» **Text passage**
—————

I usually like to clone but I travel a lot so my garden has to go in spurts. Because of that, I often need to start with seeds.

If I end up liking Satori as much as you all do, I would grow a few plants to stash a couple hundred seeds for later.

My last grow was from seeds I grew in 2003 so I know some seeds can last a long time if they are stored properly. 11 year old seeds and every one popped but 2 and they were still white and immature. 

Just curious if it's worthwhile to grow a seed crop.


----------



## Rosebud (Sep 13, 2014)

I have made satori seeds. Not hundreds, just a few with preflowers and a male. It worked very well.  Haven't had to buy any in a long time. I hope you love satori as much as I do. I would get nothing done with out it.


----------



## Hackerman (Sep 13, 2014)

Thanks, I may just do that.

Yeah, I would like to have a nice stash of 2 things... Satori and the Landrace Afghan Kush (seeds are on the way for those, also). Then, I'll start trying everything in between. LOL This Critical Mass in kind of in-between so I'll have that while I wait for the next few crops to finish.

I wish they would hurry up and do a federal recreational legalization. When they do, I am going to turn my whole house into all grow rooms. LMAO


----------



## Rosebud (Sep 13, 2014)

That is a nice dream.


----------



## Hackerman (Sep 13, 2014)

Just curious... is it bad etiquette to do it?

I mean, would a breeder ask you to not do this if they could?

—————

» **Stored records**
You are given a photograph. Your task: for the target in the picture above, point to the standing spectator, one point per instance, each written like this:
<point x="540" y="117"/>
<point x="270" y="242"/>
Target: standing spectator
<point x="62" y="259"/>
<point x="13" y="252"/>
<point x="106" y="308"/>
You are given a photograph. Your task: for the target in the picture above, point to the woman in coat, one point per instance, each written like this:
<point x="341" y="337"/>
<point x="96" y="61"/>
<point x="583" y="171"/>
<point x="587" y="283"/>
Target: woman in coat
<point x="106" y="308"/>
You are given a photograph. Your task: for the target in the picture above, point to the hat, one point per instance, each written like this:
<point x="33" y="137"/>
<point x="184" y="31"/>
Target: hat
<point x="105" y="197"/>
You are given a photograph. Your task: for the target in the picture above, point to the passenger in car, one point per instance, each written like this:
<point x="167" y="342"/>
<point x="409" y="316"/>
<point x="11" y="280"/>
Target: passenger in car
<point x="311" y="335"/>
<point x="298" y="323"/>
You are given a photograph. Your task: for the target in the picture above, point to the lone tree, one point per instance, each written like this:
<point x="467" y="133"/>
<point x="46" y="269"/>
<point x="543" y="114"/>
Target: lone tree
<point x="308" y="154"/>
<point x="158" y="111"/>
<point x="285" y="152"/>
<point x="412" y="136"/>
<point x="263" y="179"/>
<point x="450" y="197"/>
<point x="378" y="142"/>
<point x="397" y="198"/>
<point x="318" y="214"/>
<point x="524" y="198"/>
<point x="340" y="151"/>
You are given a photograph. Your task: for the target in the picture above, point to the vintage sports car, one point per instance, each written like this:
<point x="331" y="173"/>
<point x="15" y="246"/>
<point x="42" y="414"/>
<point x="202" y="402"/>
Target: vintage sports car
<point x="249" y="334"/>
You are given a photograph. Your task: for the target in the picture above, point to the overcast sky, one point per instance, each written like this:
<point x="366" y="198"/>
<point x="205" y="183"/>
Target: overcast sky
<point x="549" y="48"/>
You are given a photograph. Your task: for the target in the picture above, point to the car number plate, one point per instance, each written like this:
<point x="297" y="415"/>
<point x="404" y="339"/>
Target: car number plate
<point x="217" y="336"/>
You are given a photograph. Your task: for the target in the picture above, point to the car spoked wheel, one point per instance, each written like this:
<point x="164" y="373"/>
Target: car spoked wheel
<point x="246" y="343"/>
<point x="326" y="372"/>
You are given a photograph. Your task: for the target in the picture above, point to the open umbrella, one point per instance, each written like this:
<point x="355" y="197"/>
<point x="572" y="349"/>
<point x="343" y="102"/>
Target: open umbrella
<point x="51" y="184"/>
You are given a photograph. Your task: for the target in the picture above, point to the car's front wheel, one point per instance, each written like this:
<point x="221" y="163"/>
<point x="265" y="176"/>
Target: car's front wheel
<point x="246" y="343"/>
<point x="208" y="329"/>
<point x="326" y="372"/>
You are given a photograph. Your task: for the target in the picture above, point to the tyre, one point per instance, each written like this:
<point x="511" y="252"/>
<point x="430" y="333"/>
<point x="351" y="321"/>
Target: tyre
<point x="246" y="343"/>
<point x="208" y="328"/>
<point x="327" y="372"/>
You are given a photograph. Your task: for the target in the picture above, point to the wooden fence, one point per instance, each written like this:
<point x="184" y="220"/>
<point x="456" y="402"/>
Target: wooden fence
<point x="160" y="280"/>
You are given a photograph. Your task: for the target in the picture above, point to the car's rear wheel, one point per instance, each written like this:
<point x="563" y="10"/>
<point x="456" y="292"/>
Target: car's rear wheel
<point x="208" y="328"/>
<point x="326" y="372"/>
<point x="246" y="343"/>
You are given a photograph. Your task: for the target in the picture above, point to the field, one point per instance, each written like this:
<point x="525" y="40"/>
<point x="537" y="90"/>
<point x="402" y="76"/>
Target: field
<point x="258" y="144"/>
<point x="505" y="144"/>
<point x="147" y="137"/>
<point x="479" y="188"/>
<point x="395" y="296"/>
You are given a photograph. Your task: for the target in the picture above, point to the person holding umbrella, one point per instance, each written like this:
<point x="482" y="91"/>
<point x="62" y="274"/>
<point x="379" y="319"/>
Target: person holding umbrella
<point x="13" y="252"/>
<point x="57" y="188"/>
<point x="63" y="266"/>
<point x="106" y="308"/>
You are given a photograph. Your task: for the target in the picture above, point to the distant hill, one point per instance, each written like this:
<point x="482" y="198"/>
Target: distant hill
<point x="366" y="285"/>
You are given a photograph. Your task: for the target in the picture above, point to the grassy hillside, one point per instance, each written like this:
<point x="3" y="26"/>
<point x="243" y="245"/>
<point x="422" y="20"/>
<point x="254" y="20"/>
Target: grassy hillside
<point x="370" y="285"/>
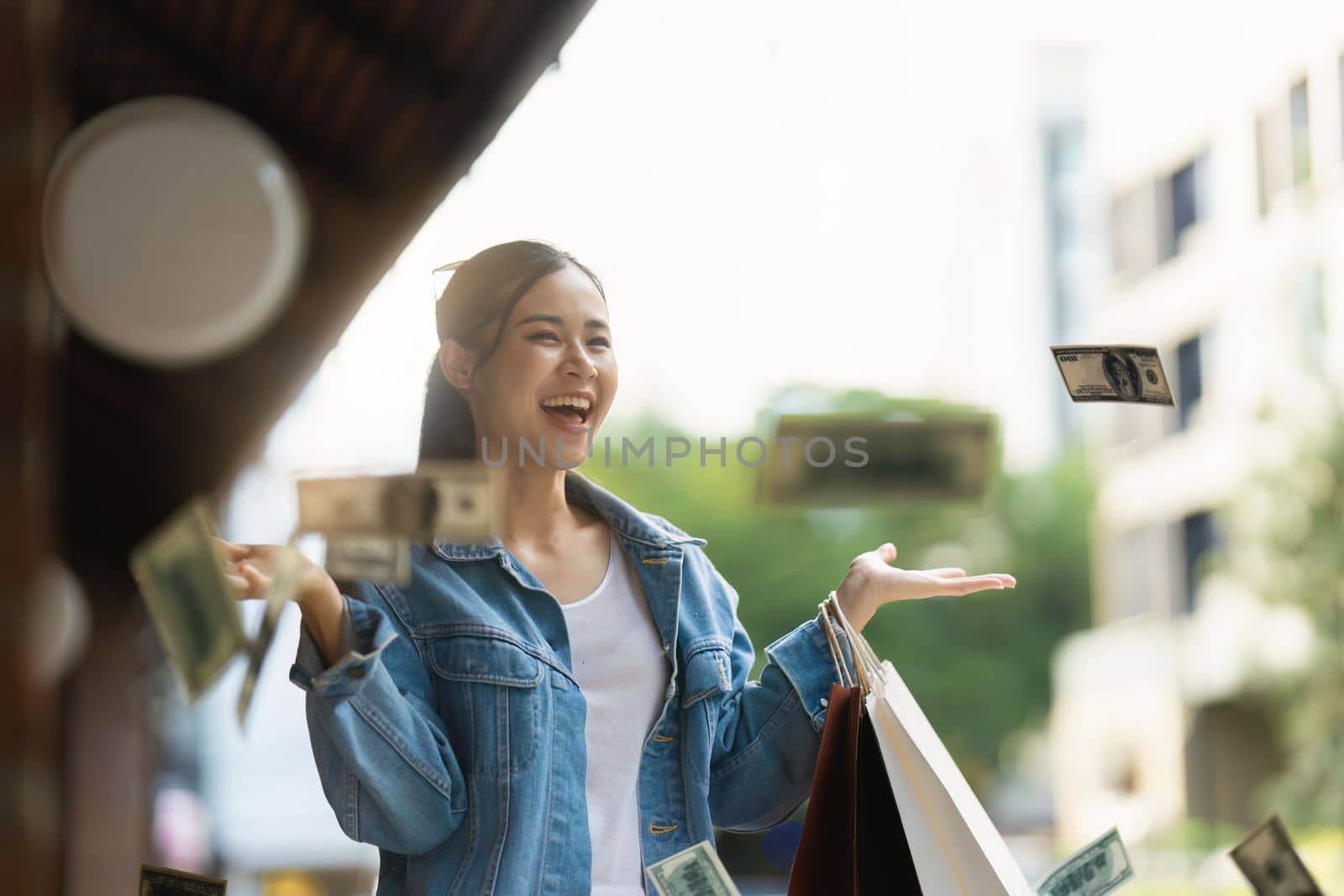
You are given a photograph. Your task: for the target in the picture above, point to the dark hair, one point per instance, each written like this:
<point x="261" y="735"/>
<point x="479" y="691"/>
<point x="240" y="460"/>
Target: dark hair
<point x="484" y="289"/>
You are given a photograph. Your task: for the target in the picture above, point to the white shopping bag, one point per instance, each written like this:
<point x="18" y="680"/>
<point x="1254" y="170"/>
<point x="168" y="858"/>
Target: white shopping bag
<point x="954" y="846"/>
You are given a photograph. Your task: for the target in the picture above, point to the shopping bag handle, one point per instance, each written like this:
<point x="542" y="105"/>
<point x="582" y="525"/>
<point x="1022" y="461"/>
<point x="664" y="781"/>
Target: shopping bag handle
<point x="866" y="664"/>
<point x="842" y="672"/>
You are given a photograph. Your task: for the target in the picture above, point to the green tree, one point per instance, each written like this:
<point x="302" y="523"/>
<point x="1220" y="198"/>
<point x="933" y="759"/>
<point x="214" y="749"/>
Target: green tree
<point x="1288" y="546"/>
<point x="979" y="665"/>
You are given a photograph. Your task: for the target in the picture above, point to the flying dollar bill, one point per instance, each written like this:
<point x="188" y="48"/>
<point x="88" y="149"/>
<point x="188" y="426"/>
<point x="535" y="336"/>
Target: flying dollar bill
<point x="440" y="501"/>
<point x="181" y="580"/>
<point x="170" y="882"/>
<point x="289" y="567"/>
<point x="1113" y="374"/>
<point x="1097" y="868"/>
<point x="1270" y="864"/>
<point x="846" y="459"/>
<point x="369" y="558"/>
<point x="692" y="872"/>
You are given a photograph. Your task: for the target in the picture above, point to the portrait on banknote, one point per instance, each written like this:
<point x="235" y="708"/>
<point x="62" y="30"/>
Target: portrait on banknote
<point x="1122" y="375"/>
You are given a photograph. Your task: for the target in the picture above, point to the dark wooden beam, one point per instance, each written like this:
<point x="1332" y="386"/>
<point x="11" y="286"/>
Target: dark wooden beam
<point x="30" y="783"/>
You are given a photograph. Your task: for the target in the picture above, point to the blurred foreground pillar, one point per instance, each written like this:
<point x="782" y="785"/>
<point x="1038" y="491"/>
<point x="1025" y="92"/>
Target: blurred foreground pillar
<point x="30" y="792"/>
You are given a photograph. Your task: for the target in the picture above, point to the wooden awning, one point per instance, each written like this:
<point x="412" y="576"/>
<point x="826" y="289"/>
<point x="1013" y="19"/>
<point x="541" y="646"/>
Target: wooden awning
<point x="382" y="105"/>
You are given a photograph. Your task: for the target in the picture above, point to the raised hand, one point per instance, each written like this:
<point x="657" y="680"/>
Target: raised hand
<point x="873" y="582"/>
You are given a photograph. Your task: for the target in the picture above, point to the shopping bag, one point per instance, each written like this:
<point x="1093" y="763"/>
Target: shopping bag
<point x="954" y="846"/>
<point x="853" y="840"/>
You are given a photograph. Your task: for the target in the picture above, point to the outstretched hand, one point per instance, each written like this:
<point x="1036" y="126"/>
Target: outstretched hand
<point x="873" y="582"/>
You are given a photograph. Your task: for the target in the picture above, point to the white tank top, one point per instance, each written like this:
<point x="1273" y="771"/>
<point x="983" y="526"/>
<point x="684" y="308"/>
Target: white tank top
<point x="618" y="661"/>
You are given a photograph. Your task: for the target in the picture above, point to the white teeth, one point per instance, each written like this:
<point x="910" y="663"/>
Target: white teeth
<point x="564" y="401"/>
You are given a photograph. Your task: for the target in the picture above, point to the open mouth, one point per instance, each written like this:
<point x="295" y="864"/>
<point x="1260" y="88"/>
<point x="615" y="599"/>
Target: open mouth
<point x="569" y="411"/>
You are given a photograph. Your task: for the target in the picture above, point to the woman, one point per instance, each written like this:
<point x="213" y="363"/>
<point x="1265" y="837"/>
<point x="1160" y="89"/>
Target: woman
<point x="555" y="710"/>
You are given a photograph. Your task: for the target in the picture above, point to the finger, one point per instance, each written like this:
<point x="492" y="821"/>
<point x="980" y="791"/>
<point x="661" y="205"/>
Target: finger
<point x="972" y="584"/>
<point x="239" y="584"/>
<point x="234" y="551"/>
<point x="948" y="573"/>
<point x="259" y="580"/>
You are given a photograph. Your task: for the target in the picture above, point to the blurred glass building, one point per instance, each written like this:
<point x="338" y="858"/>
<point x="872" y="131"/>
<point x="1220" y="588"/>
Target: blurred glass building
<point x="1220" y="141"/>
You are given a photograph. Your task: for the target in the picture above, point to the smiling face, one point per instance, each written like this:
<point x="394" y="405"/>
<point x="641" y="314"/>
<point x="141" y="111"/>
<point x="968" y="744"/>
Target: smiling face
<point x="551" y="378"/>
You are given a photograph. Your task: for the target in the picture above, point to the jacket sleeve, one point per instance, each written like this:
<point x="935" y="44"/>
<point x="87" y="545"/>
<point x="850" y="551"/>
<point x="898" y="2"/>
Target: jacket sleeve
<point x="769" y="731"/>
<point x="382" y="752"/>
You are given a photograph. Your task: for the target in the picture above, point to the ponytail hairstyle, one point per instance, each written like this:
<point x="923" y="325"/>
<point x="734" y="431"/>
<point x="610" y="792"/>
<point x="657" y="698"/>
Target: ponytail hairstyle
<point x="483" y="289"/>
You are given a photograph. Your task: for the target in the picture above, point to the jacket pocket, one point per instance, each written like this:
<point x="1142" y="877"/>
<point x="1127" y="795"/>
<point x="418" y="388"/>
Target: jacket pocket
<point x="490" y="698"/>
<point x="709" y="680"/>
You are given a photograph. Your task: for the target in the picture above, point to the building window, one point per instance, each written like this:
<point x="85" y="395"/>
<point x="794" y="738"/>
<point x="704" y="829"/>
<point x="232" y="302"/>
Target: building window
<point x="1189" y="380"/>
<point x="1310" y="315"/>
<point x="1284" y="144"/>
<point x="1200" y="535"/>
<point x="1149" y="221"/>
<point x="1186" y="201"/>
<point x="1133" y="230"/>
<point x="1300" y="137"/>
<point x="1136" y="558"/>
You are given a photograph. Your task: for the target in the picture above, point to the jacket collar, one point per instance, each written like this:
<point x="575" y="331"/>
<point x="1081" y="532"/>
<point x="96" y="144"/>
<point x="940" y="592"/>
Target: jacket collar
<point x="624" y="519"/>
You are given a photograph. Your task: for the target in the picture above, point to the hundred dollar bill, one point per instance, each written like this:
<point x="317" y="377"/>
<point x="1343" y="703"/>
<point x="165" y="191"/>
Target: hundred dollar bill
<point x="369" y="558"/>
<point x="1270" y="864"/>
<point x="1113" y="374"/>
<point x="170" y="882"/>
<point x="1097" y="868"/>
<point x="440" y="501"/>
<point x="840" y="459"/>
<point x="692" y="872"/>
<point x="289" y="566"/>
<point x="181" y="580"/>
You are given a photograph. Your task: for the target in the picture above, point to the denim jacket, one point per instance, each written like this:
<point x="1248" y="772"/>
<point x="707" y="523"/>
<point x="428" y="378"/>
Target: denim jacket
<point x="450" y="735"/>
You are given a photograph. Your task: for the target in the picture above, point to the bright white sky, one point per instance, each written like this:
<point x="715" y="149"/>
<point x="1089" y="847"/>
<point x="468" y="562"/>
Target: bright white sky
<point x="769" y="196"/>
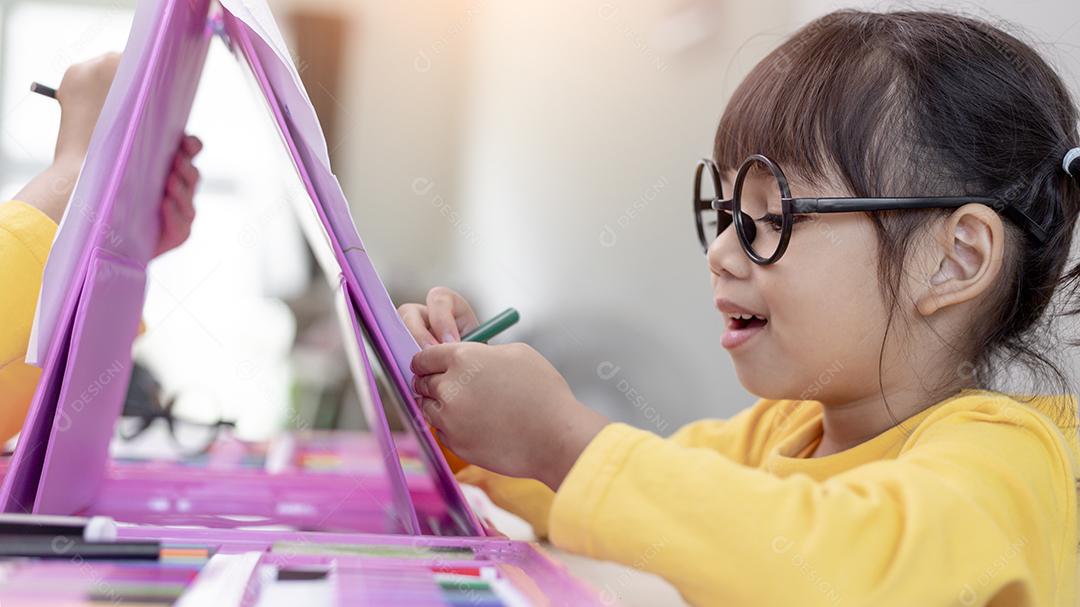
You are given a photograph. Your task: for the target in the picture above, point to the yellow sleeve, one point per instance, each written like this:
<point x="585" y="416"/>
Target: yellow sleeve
<point x="740" y="437"/>
<point x="26" y="235"/>
<point x="981" y="506"/>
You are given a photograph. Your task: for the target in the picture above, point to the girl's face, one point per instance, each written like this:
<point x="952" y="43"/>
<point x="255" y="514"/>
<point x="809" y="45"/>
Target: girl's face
<point x="824" y="314"/>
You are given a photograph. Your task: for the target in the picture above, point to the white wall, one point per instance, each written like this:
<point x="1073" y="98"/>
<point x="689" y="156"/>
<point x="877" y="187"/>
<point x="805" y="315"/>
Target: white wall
<point x="539" y="154"/>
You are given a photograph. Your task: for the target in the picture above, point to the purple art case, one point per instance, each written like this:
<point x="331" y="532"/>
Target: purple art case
<point x="95" y="278"/>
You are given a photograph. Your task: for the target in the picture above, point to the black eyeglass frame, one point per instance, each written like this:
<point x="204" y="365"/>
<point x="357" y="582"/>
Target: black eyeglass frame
<point x="792" y="206"/>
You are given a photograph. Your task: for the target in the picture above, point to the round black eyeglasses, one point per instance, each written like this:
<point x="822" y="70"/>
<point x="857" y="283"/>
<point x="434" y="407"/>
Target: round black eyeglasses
<point x="771" y="206"/>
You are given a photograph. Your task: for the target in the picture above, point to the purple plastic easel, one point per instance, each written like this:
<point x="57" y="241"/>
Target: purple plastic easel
<point x="95" y="280"/>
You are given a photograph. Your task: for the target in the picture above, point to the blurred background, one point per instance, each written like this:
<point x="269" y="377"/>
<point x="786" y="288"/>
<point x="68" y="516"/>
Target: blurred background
<point x="535" y="154"/>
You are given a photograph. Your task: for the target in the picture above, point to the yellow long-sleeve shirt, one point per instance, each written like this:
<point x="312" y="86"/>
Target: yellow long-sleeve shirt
<point x="972" y="501"/>
<point x="26" y="234"/>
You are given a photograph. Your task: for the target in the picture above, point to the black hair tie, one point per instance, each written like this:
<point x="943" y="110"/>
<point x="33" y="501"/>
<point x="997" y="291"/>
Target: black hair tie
<point x="1071" y="163"/>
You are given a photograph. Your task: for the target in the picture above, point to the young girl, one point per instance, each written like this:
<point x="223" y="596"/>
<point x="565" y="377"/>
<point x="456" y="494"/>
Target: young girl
<point x="28" y="224"/>
<point x="890" y="206"/>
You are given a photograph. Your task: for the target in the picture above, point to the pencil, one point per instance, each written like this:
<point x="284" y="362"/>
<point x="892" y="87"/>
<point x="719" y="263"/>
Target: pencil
<point x="42" y="90"/>
<point x="501" y="322"/>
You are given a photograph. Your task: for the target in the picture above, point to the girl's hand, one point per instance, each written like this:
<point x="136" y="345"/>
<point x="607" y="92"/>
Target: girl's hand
<point x="177" y="205"/>
<point x="81" y="95"/>
<point x="446" y="314"/>
<point x="503" y="408"/>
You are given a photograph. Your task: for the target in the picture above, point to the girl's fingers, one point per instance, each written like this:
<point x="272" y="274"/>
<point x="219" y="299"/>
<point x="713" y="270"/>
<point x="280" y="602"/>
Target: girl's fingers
<point x="176" y="188"/>
<point x="421" y="385"/>
<point x="175" y="228"/>
<point x="415" y="318"/>
<point x="432" y="412"/>
<point x="436" y="359"/>
<point x="186" y="170"/>
<point x="446" y="309"/>
<point x="191" y="145"/>
<point x="187" y="207"/>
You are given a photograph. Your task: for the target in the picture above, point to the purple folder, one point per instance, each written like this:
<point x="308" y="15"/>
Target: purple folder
<point x="95" y="279"/>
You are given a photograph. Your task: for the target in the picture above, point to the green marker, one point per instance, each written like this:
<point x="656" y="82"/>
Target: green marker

—————

» **Written task 1**
In the forum thread on saving seeds, why does the first writer often need to start from seeds rather than clones?
» **Written task 2**
Carry on the forum thread on saving seeds from where it stops.

» **Reply 1**
The writer travels a lot, so the garden can only be grown in spurts. Because of that, the writer often has to start with seeds even though they usually prefer to clone.

» **Reply 2**
Like I said, just curious about seed etiquette. LOL


----------



## Wetdog (Sep 15, 2014)

Rosebud said:


> I have made satori seeds. Not hundreds, just a few with preflowers and a male. It worked very well.  Haven't had to buy any in a long time. I hope you love satori as much as I do. I would get nothing done with out it.



Clones are for sure your best bet for a couple of reasons.

First, like Rose mentioned, preflowers will give you the best seeds. Much more so than more developed buds.

Second, once males go into flower it seems there is no turning them back but kept in a veg state as clones you have them whenever you wish. Just don't try and take clones in flower. It will work with females, but seldom, if ever, with males. I've tried it.

Third, for both the females and the males, you can pick and choose the best of both sexes for your breeding and not interfere with any smoking bud.

Wet


----------



## Wetdog (Sep 15, 2014)

Hackerman said:


> Just curious... is it bad etiquette to do it?
> 
> I mean, would a breeder ask you to not do this if they could?
> 
> Like I said, just curious about seed etiquette. LOL



I wouldn't think so. If I buy heirloom seeds, I certainly save seeds from those plants, or anything that is open pollinated.

I'll usually still buy the same seeds again till I check out my own saved seeds, but this is like a back up in case I screw up.

Wet


----------



## Rosebud (Sep 15, 2014)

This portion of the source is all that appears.